■ Task brief
Could you format every one of the records below as a JSON list of strings, one string per line, skipping blank lines? Keep the pictures out of the answer.

[Saved entries]
##############################

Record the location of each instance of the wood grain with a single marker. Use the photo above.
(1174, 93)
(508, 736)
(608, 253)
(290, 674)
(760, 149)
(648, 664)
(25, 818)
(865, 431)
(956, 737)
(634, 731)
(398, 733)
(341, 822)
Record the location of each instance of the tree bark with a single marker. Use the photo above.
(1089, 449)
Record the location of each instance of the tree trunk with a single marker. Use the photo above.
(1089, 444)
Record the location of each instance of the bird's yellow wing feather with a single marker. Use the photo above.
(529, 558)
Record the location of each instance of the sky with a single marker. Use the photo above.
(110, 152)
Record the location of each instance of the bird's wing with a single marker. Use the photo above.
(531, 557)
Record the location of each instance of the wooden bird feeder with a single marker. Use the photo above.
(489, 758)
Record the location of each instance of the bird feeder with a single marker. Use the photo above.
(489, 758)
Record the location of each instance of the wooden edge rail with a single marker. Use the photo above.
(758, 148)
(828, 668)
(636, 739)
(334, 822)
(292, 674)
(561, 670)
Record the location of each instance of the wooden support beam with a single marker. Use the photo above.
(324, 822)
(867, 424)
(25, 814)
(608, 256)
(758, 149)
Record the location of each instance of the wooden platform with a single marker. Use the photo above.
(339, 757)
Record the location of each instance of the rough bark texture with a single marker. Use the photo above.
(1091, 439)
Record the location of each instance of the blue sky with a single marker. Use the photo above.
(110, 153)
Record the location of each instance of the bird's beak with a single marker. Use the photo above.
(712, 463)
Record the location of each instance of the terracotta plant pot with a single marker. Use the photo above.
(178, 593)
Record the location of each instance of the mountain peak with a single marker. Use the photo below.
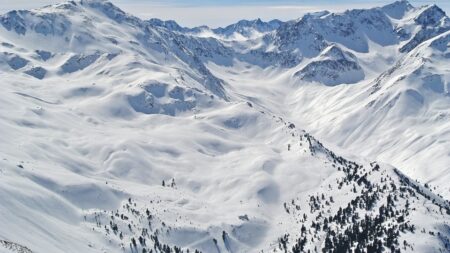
(430, 16)
(397, 9)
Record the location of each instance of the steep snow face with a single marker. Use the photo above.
(249, 28)
(352, 29)
(69, 50)
(423, 24)
(124, 135)
(332, 67)
(397, 9)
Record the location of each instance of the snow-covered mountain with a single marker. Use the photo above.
(129, 135)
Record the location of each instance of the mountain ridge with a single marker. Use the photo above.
(131, 135)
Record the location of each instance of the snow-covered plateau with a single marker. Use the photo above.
(329, 133)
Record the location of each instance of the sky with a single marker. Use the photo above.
(215, 13)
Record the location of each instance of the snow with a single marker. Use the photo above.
(105, 115)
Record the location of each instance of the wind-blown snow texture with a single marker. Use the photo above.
(127, 135)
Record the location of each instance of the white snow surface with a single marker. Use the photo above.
(101, 111)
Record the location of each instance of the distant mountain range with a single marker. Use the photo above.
(329, 133)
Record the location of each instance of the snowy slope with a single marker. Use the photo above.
(126, 135)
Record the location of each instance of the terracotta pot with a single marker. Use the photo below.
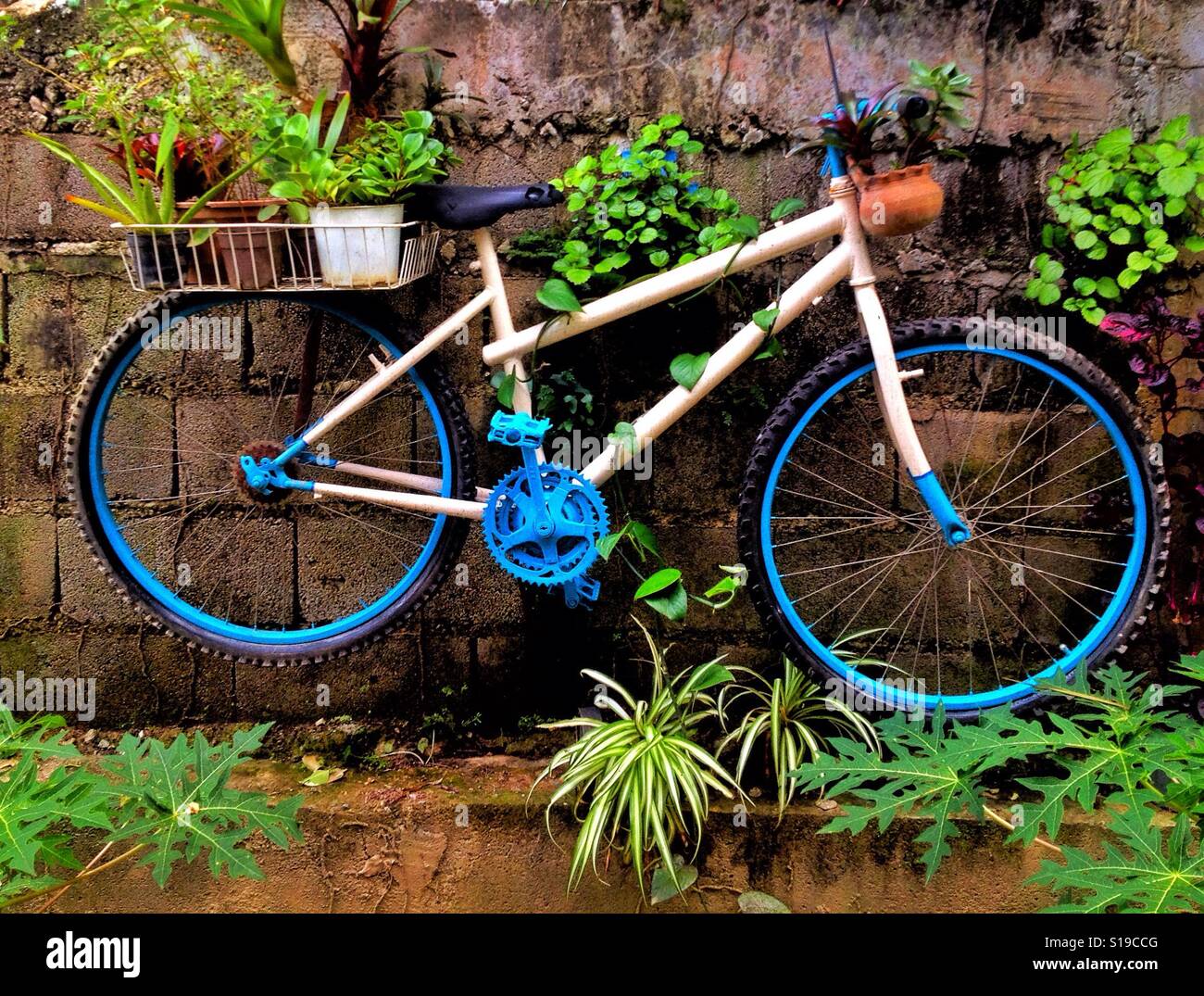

##############################

■ Correct response
[
  "Record the location of each instance of the wood grain with a single marker. Use the photo above.",
  "(1174, 93)",
  "(508, 736)",
  "(608, 253)",
  "(290, 674)",
  "(760, 149)",
  "(648, 664)",
  "(25, 818)",
  "(865, 431)",
  "(956, 737)",
  "(634, 731)",
  "(398, 733)",
  "(341, 822)",
  "Record the location of each instance of the tree bark with a single marker. Use the photo above.",
  "(1089, 449)",
  "Record the location of each instance of the tree trunk with a single marker. Use the photo above.",
  "(1089, 444)",
  "Record the location of each instance of the bird's yellow wing feather with a single marker. Use the photo above.",
  "(529, 558)",
  "Record the location of each instance of the sky with a single marker. Use the photo above.",
  "(110, 152)",
  "Record the location of each instance of the bird's wing with a single marker. Use the photo above.",
  "(531, 557)",
  "Record the location of each instance of the wooden bird feeder with a single marker. Use the photo above.",
  "(489, 758)",
  "Record the location of each instance of the bird feeder with a single marker. Use the photo above.",
  "(489, 758)",
  "Record the location of each instance of the wooden edge rail with a single marker. Use the photo above.",
  "(758, 148)",
  "(828, 668)",
  "(636, 739)",
  "(334, 822)",
  "(292, 674)",
  "(561, 670)",
  "Record the location of each instance of the wooden support beam with a single marker. Use the photo above.",
  "(324, 822)",
  "(867, 424)",
  "(25, 814)",
  "(608, 256)",
  "(758, 149)",
  "Record the location of each instance of the wooden platform with a single marker. Use the photo above.",
  "(339, 757)",
  "Record the location of each instance of the rough bark texture with a single marker. Use the photo above.",
  "(1091, 439)",
  "Record the location of each instance of the blue sky with a single marker. Use the photo above.",
  "(110, 153)",
  "Record the location of each instance of the bird's beak with a single marker. Use the photo above.",
  "(712, 463)",
  "Record the location of each instance of the terracotta plant pot with a single marker. Use the photo above.",
  "(178, 593)",
  "Record the location of each instance of the mountain peak with a single marker. Use the photo below.",
  "(430, 16)",
  "(397, 9)",
  "Record the location of each instance of the steep snow face with a single marker. Use the photo above.",
  "(249, 28)",
  "(352, 29)",
  "(69, 50)",
  "(423, 24)",
  "(124, 135)",
  "(332, 67)",
  "(397, 9)",
  "Record the location of each instance of the snow-covered mountain with a single marker. Use the photo above.",
  "(129, 135)",
  "Record the location of each instance of the mountain ridge with a single marker. Use the photo above.",
  "(131, 135)",
  "Record the location of each instance of the snow-covered plateau with a single marker. Use the photo above.",
  "(329, 133)",
  "Record the location of each instance of the sky with a single marker. Use the photo above.",
  "(215, 13)",
  "Record the location of each instance of the snow with a single marker. Use the photo above.",
  "(105, 115)",
  "Record the location of each instance of the wind-blown snow texture with a single marker. Use the photo above.",
  "(127, 135)",
  "Record the location of each instance of the white snow surface with a single marker. Use the photo above.",
  "(101, 111)",
  "Record the location of each instance of the distant mountain range with a single marker. Use the photo above.",
  "(329, 133)",
  "Record the location of each instance of the snowy slope with a single marker. Use the photo above.",
  "(126, 135)",
  "Record the location of each instance of the terracotta pot with a single marker. Use the photo below."
]